## [Problem]
Write out the stretch of the email from "Citando G.Maubach at" through "5:7, NA, 9:10)", switching "recode" to "convert".
*** Document ***
Message-ID: <20160623152458.Horde.Zo0kSd0XEZDN7t01sICUEei@mail.sapo.pt>
Date: 2016-06-23T14:24:58Z
From: Rui Barradas
Subject: Subscripting problem with is.na()
In-Reply-To: <OF5D8DC470.822F0CDD-ONC1257FDB.004C7792-C1257FDB.004CBEAA@lotus.hawesko.de>
Hello,
You could do
ds_test[is.na(ds_test$var1), ] <- 0? # note the comma
or, more generally,
ds_test[] <- lapply(ds_test, function(x) {x[is.na(x)] <- 0; x})
Hope this helps,
Rui Barradas
?
Citando G.Maubach at weinwolf.de:
> Hi All,
>
> I would like to recode my NAs to 0. Using a single vector everything is
> fine.
>
> But if I use a data.frame things go wrong:
>
> -- cut --
>
> var1 <- c(1:3, NA, 5:7, NA, 9:10)
*** Given records ***
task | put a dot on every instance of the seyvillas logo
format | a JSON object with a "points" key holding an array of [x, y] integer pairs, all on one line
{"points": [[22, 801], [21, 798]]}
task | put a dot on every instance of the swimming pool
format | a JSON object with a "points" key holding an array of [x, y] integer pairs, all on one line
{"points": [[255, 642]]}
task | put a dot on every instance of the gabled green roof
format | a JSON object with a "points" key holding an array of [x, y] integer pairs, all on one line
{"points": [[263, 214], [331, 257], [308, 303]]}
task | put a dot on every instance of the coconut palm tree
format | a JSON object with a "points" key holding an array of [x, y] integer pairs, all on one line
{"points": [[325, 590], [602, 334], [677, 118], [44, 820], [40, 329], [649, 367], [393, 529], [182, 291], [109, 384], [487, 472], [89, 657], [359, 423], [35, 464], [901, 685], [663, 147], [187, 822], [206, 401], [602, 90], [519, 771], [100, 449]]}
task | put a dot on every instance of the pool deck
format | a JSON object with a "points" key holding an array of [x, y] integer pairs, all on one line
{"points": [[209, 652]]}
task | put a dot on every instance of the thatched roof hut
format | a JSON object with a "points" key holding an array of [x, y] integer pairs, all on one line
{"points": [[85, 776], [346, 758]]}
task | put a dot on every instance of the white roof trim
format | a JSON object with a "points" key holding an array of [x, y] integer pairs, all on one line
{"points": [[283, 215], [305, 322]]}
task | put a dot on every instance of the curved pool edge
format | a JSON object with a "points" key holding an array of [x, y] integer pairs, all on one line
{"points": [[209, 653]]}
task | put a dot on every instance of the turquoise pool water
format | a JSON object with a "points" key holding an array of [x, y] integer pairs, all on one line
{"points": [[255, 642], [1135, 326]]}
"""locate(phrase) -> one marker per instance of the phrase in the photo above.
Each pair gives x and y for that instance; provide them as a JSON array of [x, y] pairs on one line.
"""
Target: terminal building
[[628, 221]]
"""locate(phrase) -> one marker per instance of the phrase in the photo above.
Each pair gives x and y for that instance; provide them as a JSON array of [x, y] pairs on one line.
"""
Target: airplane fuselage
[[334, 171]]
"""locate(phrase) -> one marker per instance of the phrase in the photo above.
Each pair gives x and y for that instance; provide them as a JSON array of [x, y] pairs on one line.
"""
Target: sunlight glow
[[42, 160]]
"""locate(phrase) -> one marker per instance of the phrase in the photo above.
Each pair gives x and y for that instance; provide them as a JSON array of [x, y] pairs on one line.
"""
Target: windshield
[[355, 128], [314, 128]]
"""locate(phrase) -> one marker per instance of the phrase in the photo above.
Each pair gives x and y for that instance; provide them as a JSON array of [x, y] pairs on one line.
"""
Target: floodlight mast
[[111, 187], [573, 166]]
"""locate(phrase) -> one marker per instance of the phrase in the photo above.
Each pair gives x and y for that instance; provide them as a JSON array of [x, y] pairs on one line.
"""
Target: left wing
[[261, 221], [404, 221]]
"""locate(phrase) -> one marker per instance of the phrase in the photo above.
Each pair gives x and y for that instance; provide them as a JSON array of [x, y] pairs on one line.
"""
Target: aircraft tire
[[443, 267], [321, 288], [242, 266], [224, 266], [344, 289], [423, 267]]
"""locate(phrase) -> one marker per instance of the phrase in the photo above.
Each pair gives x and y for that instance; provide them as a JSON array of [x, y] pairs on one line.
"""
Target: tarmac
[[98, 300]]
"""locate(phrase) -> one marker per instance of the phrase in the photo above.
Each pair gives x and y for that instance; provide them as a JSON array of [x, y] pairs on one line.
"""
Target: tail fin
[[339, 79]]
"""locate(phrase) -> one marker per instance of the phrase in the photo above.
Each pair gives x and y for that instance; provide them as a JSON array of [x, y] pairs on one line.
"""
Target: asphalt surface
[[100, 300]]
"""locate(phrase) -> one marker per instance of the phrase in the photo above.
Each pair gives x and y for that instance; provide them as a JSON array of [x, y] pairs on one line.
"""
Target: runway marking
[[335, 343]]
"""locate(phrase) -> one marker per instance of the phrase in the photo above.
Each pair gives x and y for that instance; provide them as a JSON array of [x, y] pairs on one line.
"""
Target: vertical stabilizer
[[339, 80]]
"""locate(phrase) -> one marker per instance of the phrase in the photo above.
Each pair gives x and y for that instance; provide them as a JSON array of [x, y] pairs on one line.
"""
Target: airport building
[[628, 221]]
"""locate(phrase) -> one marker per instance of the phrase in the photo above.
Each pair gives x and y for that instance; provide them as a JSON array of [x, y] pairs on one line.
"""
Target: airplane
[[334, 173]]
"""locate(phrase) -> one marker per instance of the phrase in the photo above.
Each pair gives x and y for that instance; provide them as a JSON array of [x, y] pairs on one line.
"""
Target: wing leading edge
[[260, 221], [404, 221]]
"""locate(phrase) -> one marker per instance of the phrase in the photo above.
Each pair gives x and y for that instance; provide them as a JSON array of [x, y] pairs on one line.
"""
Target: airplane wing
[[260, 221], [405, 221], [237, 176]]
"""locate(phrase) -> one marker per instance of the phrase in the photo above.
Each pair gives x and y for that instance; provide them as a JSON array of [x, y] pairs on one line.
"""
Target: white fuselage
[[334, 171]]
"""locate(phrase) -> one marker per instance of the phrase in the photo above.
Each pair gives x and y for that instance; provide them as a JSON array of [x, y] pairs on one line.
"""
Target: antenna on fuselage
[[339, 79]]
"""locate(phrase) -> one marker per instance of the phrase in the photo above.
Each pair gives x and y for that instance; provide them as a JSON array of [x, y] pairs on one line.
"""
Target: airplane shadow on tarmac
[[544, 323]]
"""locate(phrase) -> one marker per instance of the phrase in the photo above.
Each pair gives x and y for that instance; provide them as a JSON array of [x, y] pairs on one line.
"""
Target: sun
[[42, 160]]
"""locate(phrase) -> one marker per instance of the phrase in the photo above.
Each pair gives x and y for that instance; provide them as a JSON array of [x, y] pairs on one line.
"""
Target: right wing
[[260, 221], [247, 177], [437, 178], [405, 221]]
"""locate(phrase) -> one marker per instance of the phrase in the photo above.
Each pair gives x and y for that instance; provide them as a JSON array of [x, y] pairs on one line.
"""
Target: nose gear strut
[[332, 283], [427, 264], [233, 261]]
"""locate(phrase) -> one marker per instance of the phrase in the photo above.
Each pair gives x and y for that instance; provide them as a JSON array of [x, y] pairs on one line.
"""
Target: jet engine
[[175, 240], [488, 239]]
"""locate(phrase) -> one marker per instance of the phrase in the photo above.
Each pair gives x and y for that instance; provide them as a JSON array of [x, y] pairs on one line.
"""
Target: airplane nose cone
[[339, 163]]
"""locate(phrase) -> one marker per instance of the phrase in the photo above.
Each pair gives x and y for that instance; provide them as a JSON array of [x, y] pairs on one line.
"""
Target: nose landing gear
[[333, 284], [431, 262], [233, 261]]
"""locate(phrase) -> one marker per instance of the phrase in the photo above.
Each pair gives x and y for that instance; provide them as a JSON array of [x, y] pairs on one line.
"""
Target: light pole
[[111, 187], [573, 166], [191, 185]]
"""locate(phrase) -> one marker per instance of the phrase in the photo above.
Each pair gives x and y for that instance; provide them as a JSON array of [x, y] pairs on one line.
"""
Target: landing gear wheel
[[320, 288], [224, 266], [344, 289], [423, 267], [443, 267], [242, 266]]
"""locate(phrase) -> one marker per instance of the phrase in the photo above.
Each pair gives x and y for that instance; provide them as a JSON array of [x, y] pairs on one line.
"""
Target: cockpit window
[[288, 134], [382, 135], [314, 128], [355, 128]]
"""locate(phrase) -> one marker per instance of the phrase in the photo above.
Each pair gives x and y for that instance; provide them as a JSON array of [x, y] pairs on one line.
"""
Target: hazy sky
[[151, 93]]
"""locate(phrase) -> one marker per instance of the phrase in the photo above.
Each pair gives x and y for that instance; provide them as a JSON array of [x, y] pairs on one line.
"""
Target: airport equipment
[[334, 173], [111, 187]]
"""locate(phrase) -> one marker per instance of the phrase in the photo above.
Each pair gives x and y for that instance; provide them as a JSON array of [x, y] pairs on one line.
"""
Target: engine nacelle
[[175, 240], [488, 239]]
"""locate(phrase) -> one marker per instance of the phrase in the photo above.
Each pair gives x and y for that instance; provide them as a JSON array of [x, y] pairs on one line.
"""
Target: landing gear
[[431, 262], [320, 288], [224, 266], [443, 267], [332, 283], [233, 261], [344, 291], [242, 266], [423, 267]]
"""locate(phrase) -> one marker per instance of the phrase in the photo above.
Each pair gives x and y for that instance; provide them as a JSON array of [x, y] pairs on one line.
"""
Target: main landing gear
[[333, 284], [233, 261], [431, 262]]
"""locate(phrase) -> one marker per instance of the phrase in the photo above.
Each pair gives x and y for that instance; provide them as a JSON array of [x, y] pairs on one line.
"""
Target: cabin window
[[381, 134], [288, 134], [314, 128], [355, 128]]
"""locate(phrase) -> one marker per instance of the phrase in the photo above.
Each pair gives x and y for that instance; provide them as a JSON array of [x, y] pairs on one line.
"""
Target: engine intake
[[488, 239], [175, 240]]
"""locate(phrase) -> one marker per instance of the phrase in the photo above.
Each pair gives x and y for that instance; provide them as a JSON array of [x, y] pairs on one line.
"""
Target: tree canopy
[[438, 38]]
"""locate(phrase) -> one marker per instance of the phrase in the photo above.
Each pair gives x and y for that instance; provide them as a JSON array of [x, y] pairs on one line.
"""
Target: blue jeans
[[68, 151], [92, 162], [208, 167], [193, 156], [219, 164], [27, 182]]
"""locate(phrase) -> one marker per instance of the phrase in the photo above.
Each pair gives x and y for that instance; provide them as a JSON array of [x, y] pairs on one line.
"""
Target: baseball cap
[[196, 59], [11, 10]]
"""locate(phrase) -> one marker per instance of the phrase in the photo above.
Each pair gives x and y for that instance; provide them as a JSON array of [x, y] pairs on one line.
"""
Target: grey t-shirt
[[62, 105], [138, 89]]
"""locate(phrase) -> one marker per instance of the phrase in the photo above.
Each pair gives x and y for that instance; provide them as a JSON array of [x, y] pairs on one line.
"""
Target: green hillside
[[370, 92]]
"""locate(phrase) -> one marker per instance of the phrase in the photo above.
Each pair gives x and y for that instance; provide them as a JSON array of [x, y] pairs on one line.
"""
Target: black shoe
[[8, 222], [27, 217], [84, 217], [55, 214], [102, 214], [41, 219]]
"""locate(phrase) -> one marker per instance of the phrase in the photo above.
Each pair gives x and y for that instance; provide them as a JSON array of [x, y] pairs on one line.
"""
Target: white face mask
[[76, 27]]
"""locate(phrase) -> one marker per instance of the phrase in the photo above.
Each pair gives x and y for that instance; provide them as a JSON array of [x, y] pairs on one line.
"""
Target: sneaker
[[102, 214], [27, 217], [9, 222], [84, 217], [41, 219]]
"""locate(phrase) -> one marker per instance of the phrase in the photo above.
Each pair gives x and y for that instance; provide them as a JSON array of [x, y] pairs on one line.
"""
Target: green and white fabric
***
## [Solution to this problem]
Citando G.Maubach at weinwolf.de:
> Hi All,
>
> I would like to convert my NAs to 0. Using a single vector everything is
> fine.
>
> But if I use a data.frame things go wrong:
>
> -- cut --
>
> var1 <- c(1:3, NA, 5:7, NA, 9:10)